* Text segment *
□ □ □ □
Question

Figure shows a network of capacitors where the numbers indicates capacitances in micro Farad. The value of capacitance C if the equivalent capacitance between point A and B is to be 1 $\mu F$ is :

• A. $\frac{32}{23}\mu F$
• B. $\frac{31}{23}\mu F$
• C. $\frac{33}{23}\mu F$
• D. $\frac{34}{23}\mu F$

Answer 1

The correct option is A $\frac{32}{23}\mu F$

Between points $E$ and $D$ :

$12\mu F$ and $6\mu F$ are connected in series, So replace them with a single capacitor $C^{\prime }$

$\therefore$ $C^{\prime }=\frac{12\times 6}{12+6}=4\mu F$

Now this $4\mu F$ is connected in parallel with another $4\mu F$ capacitor.
□ □ □ □
* Dataset extract *
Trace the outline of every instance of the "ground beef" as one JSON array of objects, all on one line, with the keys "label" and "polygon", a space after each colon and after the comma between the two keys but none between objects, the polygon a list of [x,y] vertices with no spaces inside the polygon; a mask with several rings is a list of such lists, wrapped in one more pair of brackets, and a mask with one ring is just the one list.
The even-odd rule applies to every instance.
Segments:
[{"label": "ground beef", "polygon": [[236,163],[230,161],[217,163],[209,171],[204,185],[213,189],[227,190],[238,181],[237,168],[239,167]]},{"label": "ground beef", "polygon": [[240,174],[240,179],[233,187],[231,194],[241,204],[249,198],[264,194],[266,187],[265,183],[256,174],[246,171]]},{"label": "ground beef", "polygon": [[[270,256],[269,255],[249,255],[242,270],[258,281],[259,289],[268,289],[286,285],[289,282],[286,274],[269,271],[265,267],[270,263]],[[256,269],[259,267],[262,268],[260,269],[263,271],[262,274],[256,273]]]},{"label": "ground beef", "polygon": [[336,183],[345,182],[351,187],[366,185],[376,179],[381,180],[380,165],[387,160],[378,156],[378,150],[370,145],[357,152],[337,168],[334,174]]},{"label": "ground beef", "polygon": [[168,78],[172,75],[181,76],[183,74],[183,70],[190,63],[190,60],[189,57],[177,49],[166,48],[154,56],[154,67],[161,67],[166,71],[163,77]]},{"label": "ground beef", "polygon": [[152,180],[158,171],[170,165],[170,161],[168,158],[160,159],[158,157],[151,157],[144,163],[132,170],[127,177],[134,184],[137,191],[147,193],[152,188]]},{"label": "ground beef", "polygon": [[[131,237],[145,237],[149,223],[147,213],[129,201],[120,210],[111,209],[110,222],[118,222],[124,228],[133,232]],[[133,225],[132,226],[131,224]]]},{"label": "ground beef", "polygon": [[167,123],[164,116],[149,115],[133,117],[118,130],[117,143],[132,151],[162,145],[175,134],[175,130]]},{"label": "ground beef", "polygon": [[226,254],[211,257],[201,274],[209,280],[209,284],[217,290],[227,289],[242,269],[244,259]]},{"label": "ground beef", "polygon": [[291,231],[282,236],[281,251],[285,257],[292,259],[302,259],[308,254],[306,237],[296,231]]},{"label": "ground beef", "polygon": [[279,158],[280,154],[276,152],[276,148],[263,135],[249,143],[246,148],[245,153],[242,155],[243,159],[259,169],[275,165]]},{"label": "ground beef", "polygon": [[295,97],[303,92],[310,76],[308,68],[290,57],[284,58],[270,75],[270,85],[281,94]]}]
□ □ □ □
* Exercise requirements *
A - In the capacitor problem, duplicate the passage from "Between points $E$" up to and including "another $4\mu F$ capacitor.".
B - List every answer choice offered for the value of C in the capacitor problem, with its letter.

* Task-by-task results *
A -
Between points $E$ and $D$ :

$12\mu F$ and $6\mu F$ are connected in series, So replace them with a single capacitor $C^{\prime }$

$\therefore$ $C^{\prime }=\frac{12\times 6}{12+6}=4\mu F$

Now this $4\mu F$ is connected in parallel with another $4\mu F$ capacitor.

B -
A. 32/23 μF
B. 31/23 μF
C. 33/23 μF
D. 34/23 μF